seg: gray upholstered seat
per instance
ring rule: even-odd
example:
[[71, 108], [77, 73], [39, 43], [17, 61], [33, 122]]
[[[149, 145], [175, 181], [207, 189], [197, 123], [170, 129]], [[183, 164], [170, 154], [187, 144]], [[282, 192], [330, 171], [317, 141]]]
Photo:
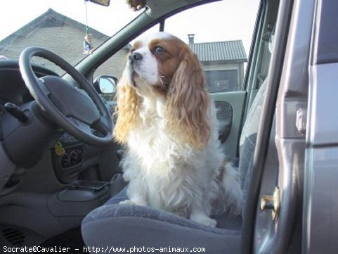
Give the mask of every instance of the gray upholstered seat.
[[[266, 82], [261, 85], [254, 100], [240, 139], [238, 169], [245, 200], [251, 178], [266, 84]], [[218, 227], [212, 228], [147, 207], [118, 205], [125, 198], [125, 191], [122, 191], [85, 217], [82, 230], [88, 246], [100, 248], [103, 253], [108, 246], [126, 249], [134, 247], [190, 248], [190, 250], [205, 248], [207, 253], [240, 253], [240, 217], [227, 217], [224, 215], [215, 217]], [[170, 249], [175, 253], [171, 250], [173, 249]], [[169, 252], [168, 249], [167, 252]]]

◇ ◇ ◇

Copy every row above word for word, but leave out the pictures.

seg: gray upholstered seat
per instance
ring rule: even-odd
example:
[[71, 108], [77, 73], [39, 43], [17, 61], [33, 122]]
[[[149, 145], [175, 181], [207, 189], [197, 123], [170, 129]], [[183, 164], [170, 154], [187, 144]], [[282, 192], [330, 171], [317, 141]]]
Photo:
Give the mask of every instance of the gray upholstered seat.
[[[266, 82], [261, 85], [254, 100], [240, 139], [238, 169], [245, 200], [251, 178], [266, 84]], [[218, 227], [212, 228], [147, 207], [118, 205], [125, 198], [125, 191], [122, 191], [85, 217], [82, 230], [88, 246], [100, 248], [103, 253], [108, 246], [126, 249], [134, 247], [190, 248], [190, 250], [205, 248], [207, 253], [240, 253], [240, 217], [227, 217], [224, 215], [215, 217]], [[170, 249], [175, 253], [171, 250], [173, 249]], [[169, 252], [168, 249], [167, 252]]]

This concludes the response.